DATA TO USE:
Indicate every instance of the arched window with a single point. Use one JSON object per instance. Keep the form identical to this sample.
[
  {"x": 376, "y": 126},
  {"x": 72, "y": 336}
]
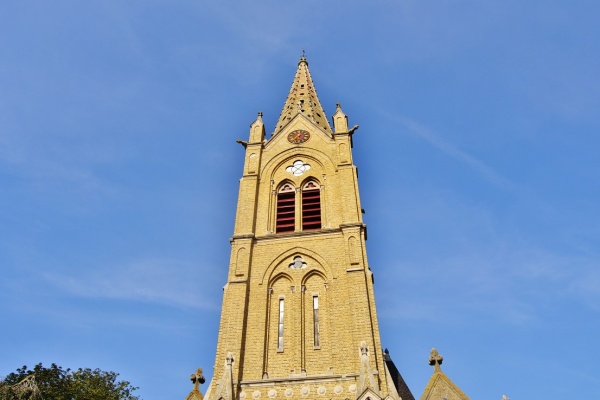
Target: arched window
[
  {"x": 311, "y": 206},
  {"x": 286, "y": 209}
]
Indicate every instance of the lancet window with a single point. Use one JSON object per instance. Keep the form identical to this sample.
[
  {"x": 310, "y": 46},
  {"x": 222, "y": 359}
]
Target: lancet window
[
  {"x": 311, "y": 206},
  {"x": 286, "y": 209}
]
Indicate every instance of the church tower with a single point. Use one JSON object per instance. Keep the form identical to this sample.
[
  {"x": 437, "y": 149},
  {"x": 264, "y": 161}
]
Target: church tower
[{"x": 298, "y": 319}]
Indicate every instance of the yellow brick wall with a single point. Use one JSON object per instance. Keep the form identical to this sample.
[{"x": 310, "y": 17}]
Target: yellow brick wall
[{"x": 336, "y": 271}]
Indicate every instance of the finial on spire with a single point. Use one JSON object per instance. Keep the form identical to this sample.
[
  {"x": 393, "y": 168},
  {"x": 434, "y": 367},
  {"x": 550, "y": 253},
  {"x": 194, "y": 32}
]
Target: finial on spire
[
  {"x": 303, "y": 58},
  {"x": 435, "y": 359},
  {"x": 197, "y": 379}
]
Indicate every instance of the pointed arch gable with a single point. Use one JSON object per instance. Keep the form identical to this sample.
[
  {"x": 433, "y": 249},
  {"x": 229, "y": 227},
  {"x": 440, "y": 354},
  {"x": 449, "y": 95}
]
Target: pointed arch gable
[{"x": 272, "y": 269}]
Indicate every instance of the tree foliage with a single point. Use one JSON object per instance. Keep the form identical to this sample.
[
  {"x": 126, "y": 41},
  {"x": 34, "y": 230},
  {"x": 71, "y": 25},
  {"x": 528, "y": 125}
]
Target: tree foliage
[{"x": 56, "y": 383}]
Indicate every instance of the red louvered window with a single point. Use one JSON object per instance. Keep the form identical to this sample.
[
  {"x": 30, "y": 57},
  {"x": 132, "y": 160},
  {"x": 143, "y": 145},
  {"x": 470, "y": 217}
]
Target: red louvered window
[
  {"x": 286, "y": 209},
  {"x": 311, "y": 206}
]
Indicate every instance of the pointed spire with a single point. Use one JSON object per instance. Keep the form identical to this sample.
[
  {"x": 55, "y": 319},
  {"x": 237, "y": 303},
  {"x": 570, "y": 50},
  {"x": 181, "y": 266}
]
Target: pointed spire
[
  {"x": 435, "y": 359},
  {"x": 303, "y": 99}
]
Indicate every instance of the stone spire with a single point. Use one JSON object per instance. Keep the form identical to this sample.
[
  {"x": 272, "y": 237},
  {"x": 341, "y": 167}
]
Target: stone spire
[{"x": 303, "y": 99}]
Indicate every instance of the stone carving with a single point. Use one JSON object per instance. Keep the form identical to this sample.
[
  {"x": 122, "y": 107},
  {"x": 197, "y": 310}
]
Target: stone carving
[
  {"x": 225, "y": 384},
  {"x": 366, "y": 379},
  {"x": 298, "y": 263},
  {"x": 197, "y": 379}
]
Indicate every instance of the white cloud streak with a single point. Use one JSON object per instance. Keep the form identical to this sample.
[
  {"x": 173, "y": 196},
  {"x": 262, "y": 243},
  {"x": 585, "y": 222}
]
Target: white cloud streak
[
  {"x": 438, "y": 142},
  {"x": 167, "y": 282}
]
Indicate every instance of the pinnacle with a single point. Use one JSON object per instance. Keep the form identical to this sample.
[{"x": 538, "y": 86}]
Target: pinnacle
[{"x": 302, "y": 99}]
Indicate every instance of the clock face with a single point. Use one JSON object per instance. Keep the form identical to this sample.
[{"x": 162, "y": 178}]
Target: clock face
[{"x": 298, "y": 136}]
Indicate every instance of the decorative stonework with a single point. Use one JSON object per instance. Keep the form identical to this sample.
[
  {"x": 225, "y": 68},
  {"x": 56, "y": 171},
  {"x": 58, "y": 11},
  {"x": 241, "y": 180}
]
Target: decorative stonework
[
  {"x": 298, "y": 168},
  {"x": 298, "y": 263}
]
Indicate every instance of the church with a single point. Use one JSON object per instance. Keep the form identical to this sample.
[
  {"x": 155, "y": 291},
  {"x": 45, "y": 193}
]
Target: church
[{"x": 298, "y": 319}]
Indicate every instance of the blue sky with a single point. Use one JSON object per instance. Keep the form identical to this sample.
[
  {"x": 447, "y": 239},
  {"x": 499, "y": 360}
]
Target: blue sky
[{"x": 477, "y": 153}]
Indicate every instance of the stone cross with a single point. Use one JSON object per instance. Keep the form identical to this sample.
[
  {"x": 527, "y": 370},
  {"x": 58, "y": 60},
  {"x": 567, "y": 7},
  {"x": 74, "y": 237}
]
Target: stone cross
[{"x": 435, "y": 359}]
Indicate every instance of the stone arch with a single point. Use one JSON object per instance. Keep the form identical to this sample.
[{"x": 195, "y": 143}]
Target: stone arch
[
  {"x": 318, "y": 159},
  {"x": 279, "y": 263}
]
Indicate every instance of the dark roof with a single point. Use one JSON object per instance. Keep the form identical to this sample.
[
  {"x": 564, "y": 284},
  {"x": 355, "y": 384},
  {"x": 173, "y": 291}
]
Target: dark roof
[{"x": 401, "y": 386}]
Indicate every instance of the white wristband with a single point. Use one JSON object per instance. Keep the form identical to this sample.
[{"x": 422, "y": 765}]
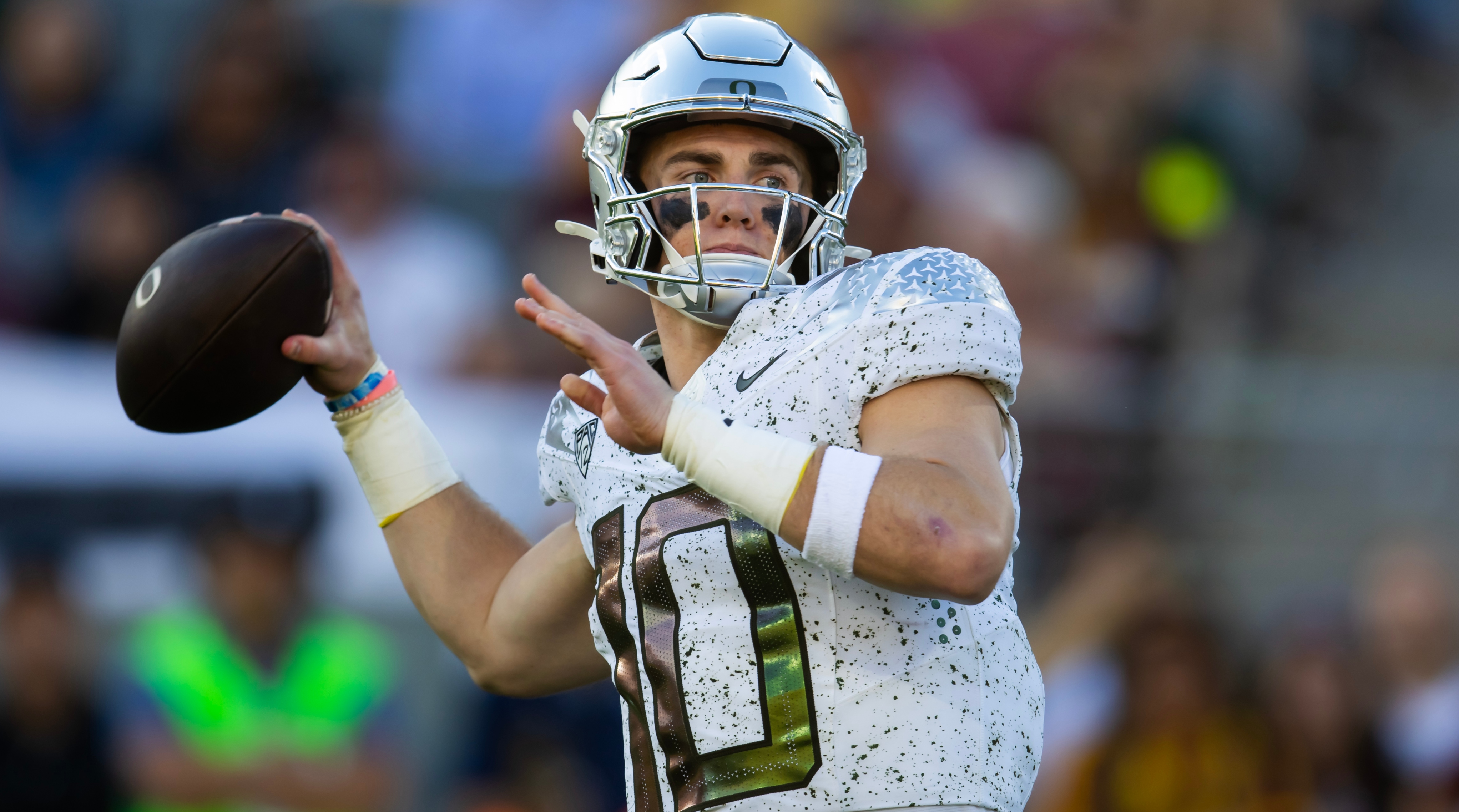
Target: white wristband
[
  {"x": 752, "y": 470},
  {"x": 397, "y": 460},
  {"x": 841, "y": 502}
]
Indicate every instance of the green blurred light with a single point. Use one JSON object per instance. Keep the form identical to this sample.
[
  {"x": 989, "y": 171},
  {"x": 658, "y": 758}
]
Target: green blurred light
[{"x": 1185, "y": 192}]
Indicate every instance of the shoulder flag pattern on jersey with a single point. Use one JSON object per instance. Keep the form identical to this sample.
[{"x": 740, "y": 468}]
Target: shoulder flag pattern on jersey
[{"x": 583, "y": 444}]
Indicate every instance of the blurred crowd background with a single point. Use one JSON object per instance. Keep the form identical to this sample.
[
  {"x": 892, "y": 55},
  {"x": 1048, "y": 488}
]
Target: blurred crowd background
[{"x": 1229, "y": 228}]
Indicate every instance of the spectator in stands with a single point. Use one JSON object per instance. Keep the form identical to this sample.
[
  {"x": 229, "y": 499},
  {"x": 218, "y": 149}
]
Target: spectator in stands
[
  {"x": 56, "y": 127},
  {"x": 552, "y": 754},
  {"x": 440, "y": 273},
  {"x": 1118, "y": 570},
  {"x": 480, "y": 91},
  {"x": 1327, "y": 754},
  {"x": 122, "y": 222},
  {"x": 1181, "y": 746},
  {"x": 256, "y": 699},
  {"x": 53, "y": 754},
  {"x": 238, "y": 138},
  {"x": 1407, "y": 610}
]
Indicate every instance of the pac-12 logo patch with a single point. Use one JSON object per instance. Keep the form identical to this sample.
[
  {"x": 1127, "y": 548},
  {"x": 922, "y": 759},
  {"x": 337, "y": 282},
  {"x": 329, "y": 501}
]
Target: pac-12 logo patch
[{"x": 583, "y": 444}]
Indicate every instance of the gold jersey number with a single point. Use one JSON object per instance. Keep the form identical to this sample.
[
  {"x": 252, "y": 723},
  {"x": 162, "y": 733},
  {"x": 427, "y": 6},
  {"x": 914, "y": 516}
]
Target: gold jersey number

PROBLEM TO WORK ON: Copy every entry above word for word, but leave out the pictures.

EXPECTED ANSWER:
Indicate every instance of the arched window with a single point. Use one JSON object per instance. Keep the form identical to this sample.
[
  {"x": 376, "y": 126},
  {"x": 72, "y": 336}
]
Target: arched window
[
  {"x": 311, "y": 206},
  {"x": 286, "y": 209}
]
Indicate every instance of the lancet window with a single point. Use one JSON object per instance. Keep the form identical to this sample.
[
  {"x": 310, "y": 46},
  {"x": 222, "y": 359}
]
Target: lancet window
[
  {"x": 311, "y": 206},
  {"x": 286, "y": 209}
]
Indicate every instance of the church tower with a single point. Use one JSON object per instance. Keep the form identical to this sample.
[
  {"x": 437, "y": 149},
  {"x": 264, "y": 161}
]
Target: church tower
[{"x": 298, "y": 319}]
Indicate every instance of the yellow brick wall with a single point. Use one JSON object per instance. Keep the form identical to this sample.
[{"x": 310, "y": 17}]
Target: yellow brick wall
[{"x": 336, "y": 271}]
Indicate every instance of the finial on spire with a single point. Use one JSON object per instance. Keep the form identical to this sample.
[
  {"x": 393, "y": 168},
  {"x": 434, "y": 367},
  {"x": 550, "y": 253},
  {"x": 194, "y": 32}
]
Target: finial on spire
[
  {"x": 303, "y": 58},
  {"x": 435, "y": 359},
  {"x": 197, "y": 379}
]
Indicate every instance of the pointed arch gable with a single point. Use one JSON object per instance. Keep the form identical to this sample.
[
  {"x": 433, "y": 249},
  {"x": 229, "y": 227},
  {"x": 440, "y": 354},
  {"x": 449, "y": 95}
]
Target: pointed arch gable
[{"x": 272, "y": 269}]
Indicate every instance of the tree foliage with a single point. Use one JSON object per instance. Keep the form identical to this sample.
[
  {"x": 126, "y": 41},
  {"x": 34, "y": 230},
  {"x": 71, "y": 25},
  {"x": 528, "y": 125}
]
Target: tree foliage
[{"x": 56, "y": 383}]
Indicate every instance of the red louvered window with a single point. Use one JSON object per instance. Keep the form identical to this sample.
[
  {"x": 30, "y": 57},
  {"x": 132, "y": 160},
  {"x": 143, "y": 145},
  {"x": 470, "y": 217}
]
Target: red louvered window
[
  {"x": 286, "y": 209},
  {"x": 311, "y": 206}
]
Indicate every instance of the pointed spire with a single point. Use one JSON object per instance. Keep the form identical to this sample.
[
  {"x": 55, "y": 319},
  {"x": 237, "y": 303},
  {"x": 570, "y": 50},
  {"x": 181, "y": 266}
]
Target: pointed spire
[
  {"x": 435, "y": 359},
  {"x": 303, "y": 99}
]
Indicate every instance of the stone spire with a single point. Use one JSON object per instance. Keep the form identical to this sample.
[
  {"x": 272, "y": 237},
  {"x": 341, "y": 167}
]
Target: stone spire
[{"x": 303, "y": 99}]
Indicate every instance of the stone carving with a single point. Use one JSON object per instance. Keep the form identical to this sample.
[
  {"x": 122, "y": 107},
  {"x": 197, "y": 310}
]
Target: stone carving
[
  {"x": 225, "y": 384},
  {"x": 366, "y": 379},
  {"x": 298, "y": 263},
  {"x": 197, "y": 379}
]
Indicate every instance of the white cloud streak with a single point. Use one JSON object per instance. Keep the form identical to this sample.
[
  {"x": 173, "y": 196},
  {"x": 262, "y": 243},
  {"x": 585, "y": 222}
]
Target: white cloud streak
[
  {"x": 438, "y": 142},
  {"x": 167, "y": 282}
]
Indicate every instance of the pinnacle with a single point. Use one JSON object per instance. Keep the form identical to this sample.
[{"x": 538, "y": 86}]
Target: pinnacle
[{"x": 302, "y": 99}]
Indicate every instance of the clock face with a single point. Use one JSON object per instance. Keep the form identical to this sample.
[{"x": 162, "y": 178}]
Target: clock face
[{"x": 298, "y": 136}]
Indicate every instance of the decorative stonework with a single point. Use one JSON object per instance. Keep the form identical to this sample.
[
  {"x": 225, "y": 68},
  {"x": 56, "y": 171},
  {"x": 58, "y": 11},
  {"x": 241, "y": 180}
]
Target: decorative stonework
[
  {"x": 298, "y": 168},
  {"x": 298, "y": 263}
]
Indicate every instance of the church with a single point. Use one JSON object per instance. Keep the form identical to this sample.
[
  {"x": 155, "y": 291},
  {"x": 45, "y": 193}
]
Target: church
[{"x": 298, "y": 319}]
Indicate every instance of the blue sky with a single point. Use one JSON object per instance. Keep the form identical to this sample.
[
  {"x": 447, "y": 239},
  {"x": 499, "y": 360}
]
Target: blue sky
[{"x": 477, "y": 153}]
Indicate every instance of the stone cross with a single point. Use one JSON object per instance. Keep the form identical to this sample.
[
  {"x": 527, "y": 370},
  {"x": 58, "y": 60},
  {"x": 567, "y": 7},
  {"x": 74, "y": 237}
]
Target: stone cross
[{"x": 435, "y": 359}]
Indicate every instance of the stone arch with a single point. Use one JSON object per instance. Keep the form identical to this sample.
[{"x": 195, "y": 143}]
Target: stone arch
[
  {"x": 318, "y": 159},
  {"x": 279, "y": 263}
]
Indicate every instance of the dark roof with a single point. Use one JSON object per instance. Keep the form identical to this sample.
[
  {"x": 564, "y": 284},
  {"x": 355, "y": 384},
  {"x": 173, "y": 291}
]
Target: dark roof
[{"x": 401, "y": 386}]
Indicate every instance of the white wristband with a single point. Use one JSON object per instance. Keep the form identical to this sample.
[{"x": 422, "y": 765}]
Target: white wristband
[
  {"x": 752, "y": 470},
  {"x": 397, "y": 460},
  {"x": 841, "y": 502}
]
Indicate every instance of the green blurred light with a single point. Use one JSON object per instance. Keep the form identical to this sample.
[
  {"x": 989, "y": 171},
  {"x": 658, "y": 758}
]
Target: green blurred light
[{"x": 1185, "y": 192}]
Indicate every instance of the shoulder flag pattern on jersey with a single point. Use one JSON object per instance. Keep the form identical to this sample.
[{"x": 740, "y": 468}]
Target: shoulder flag pattern on jersey
[{"x": 583, "y": 444}]
Indicate every instance of the blurred crowd background with a single point. Use one JSON object per instance. Keep the form identical to this sample.
[
  {"x": 892, "y": 55},
  {"x": 1048, "y": 488}
]
Target: blurred crowd background
[{"x": 1229, "y": 228}]
Indicate every instance of the spectator in stands with a single point. Use one JSON object per instance. Keep the form identical to this sample.
[
  {"x": 229, "y": 499},
  {"x": 218, "y": 149}
]
Target: spectator in stands
[
  {"x": 56, "y": 127},
  {"x": 552, "y": 754},
  {"x": 440, "y": 273},
  {"x": 1118, "y": 570},
  {"x": 480, "y": 91},
  {"x": 1327, "y": 754},
  {"x": 122, "y": 222},
  {"x": 1181, "y": 746},
  {"x": 256, "y": 699},
  {"x": 53, "y": 754},
  {"x": 238, "y": 138},
  {"x": 1407, "y": 610}
]
Indicate every instance of the pac-12 logo patch with a single point. Use one JSON object per instance. Keep the form identical to this sample.
[
  {"x": 1127, "y": 548},
  {"x": 922, "y": 759},
  {"x": 337, "y": 282},
  {"x": 329, "y": 501}
]
Target: pac-12 logo patch
[{"x": 583, "y": 444}]
Indicate every instance of the gold jersey number with a single point. Use one JSON object per instance. Keep the form identical to this sample.
[
  {"x": 252, "y": 723},
  {"x": 162, "y": 733},
  {"x": 427, "y": 6},
  {"x": 914, "y": 516}
]
Target: gold jersey number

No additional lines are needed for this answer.